YOUR INSTRUCTIONS: Pull out each line from the items below that contains the word "coat". Matching is case-sensitive.
═══
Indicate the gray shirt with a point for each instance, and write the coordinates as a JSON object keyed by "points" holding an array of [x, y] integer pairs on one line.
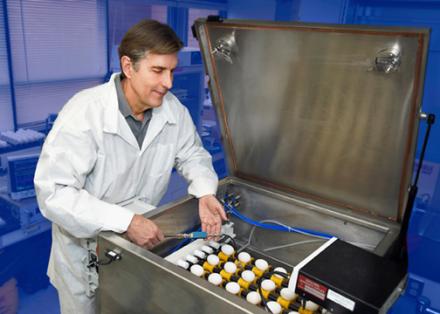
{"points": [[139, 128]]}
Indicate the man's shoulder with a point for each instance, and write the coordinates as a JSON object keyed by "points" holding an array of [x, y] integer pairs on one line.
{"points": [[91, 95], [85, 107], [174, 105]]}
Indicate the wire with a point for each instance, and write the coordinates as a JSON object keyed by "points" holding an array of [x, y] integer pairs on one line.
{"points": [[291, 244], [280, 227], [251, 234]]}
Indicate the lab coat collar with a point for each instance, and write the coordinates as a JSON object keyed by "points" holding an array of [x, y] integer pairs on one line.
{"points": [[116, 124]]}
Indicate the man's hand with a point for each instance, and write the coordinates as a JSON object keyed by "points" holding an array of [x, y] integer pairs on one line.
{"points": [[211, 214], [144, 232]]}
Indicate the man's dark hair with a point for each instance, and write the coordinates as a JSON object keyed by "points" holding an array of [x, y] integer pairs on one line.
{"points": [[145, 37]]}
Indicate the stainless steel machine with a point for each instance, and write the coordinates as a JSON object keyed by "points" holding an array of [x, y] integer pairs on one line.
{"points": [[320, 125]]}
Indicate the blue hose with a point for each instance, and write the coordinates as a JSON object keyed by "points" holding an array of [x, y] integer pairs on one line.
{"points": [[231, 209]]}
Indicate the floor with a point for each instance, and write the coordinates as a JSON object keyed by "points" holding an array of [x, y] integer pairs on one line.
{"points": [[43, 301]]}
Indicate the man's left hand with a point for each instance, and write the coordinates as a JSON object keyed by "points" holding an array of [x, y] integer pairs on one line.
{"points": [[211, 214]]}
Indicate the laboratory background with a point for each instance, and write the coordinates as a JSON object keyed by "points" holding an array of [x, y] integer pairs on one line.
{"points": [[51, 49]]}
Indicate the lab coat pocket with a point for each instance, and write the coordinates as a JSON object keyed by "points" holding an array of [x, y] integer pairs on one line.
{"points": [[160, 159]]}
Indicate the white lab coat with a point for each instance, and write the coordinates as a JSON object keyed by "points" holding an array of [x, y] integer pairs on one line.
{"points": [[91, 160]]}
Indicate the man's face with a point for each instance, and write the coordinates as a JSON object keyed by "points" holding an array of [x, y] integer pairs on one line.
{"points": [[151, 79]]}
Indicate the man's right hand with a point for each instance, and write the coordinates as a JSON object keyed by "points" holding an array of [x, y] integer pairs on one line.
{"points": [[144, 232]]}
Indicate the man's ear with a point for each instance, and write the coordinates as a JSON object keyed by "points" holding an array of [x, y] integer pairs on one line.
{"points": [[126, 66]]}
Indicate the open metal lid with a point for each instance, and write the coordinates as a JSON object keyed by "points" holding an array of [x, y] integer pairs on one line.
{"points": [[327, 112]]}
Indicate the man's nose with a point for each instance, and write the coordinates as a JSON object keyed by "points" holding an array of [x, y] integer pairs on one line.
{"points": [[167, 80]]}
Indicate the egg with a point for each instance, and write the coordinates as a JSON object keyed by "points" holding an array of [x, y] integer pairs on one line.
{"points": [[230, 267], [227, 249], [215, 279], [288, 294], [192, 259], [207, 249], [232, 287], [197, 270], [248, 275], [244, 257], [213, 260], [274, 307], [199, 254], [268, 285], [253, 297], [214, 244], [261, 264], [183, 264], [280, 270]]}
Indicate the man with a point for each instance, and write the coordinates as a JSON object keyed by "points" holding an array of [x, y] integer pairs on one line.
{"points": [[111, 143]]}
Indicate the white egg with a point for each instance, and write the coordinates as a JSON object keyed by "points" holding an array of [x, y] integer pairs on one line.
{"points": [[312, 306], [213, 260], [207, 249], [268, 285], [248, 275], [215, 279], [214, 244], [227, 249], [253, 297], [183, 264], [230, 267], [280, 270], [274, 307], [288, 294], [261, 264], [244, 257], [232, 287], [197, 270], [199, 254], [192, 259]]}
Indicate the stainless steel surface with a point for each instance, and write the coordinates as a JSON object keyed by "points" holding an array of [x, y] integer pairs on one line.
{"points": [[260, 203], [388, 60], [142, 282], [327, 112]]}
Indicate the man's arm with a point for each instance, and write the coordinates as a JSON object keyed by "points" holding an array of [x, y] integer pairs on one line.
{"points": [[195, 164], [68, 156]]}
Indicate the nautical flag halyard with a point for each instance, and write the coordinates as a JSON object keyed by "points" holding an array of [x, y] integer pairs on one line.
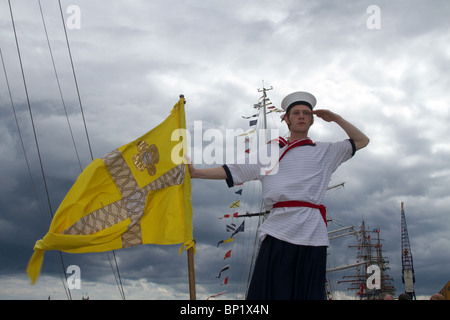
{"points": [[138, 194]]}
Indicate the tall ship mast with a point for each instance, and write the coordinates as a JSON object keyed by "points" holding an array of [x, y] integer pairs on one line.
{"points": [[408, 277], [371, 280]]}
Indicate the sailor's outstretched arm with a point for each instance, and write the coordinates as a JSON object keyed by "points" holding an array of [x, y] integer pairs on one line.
═══
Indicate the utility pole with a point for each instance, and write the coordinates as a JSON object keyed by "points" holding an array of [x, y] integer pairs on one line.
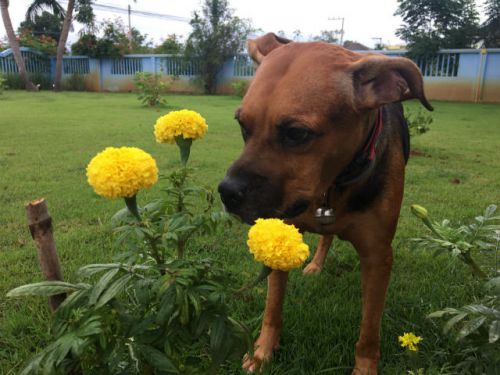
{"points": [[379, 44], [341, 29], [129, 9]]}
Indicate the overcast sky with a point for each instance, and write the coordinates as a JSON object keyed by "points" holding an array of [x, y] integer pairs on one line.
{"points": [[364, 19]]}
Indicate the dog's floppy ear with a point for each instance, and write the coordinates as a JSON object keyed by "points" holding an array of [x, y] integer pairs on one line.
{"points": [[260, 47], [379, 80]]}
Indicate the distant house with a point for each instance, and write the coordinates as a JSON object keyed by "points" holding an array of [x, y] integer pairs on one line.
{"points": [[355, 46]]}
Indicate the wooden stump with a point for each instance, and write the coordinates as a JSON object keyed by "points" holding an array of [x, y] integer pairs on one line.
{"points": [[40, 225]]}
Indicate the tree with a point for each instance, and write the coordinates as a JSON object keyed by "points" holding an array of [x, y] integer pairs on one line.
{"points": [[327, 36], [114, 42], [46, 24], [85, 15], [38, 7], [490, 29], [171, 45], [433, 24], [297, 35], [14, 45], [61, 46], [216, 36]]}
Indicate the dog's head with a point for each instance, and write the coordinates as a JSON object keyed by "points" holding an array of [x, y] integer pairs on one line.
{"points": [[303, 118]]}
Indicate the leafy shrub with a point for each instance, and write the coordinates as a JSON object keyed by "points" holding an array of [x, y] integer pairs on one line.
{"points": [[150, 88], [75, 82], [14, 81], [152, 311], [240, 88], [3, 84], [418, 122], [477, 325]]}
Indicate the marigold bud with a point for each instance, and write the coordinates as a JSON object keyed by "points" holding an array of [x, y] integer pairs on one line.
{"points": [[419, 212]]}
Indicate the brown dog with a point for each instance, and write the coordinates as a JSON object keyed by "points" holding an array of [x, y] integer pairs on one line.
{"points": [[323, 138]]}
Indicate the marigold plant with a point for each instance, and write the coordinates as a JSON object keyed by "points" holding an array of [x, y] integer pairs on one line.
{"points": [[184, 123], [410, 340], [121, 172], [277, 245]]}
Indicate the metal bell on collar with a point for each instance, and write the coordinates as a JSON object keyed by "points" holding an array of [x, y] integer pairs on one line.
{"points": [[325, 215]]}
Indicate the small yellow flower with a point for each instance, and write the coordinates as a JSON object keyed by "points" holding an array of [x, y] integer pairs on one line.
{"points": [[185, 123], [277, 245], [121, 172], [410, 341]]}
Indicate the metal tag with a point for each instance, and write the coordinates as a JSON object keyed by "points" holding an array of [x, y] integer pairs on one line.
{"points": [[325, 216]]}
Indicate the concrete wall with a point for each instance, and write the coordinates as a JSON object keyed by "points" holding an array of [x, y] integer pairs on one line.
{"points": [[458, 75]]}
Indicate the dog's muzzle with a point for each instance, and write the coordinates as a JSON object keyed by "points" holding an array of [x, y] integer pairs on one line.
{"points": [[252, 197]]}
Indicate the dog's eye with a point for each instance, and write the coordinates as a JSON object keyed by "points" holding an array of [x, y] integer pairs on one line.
═══
ANSWER BELOW:
Indicate the lab coat collar with a point for each instance, and write the coordinates as a JSON object keyed by "points" holding an array of [x, y] integer pairs on one line.
Indicate the lab coat pocket with a point for each instance, and write the coordinates as a JSON object keyed by "points" holding an array of [x, y] integer pairs on one line.
Indicate the white lab coat with a point for each instance, and write the coordinates as a JSON object keyed by "points" holding an array of [x, y] integer pairs on one line.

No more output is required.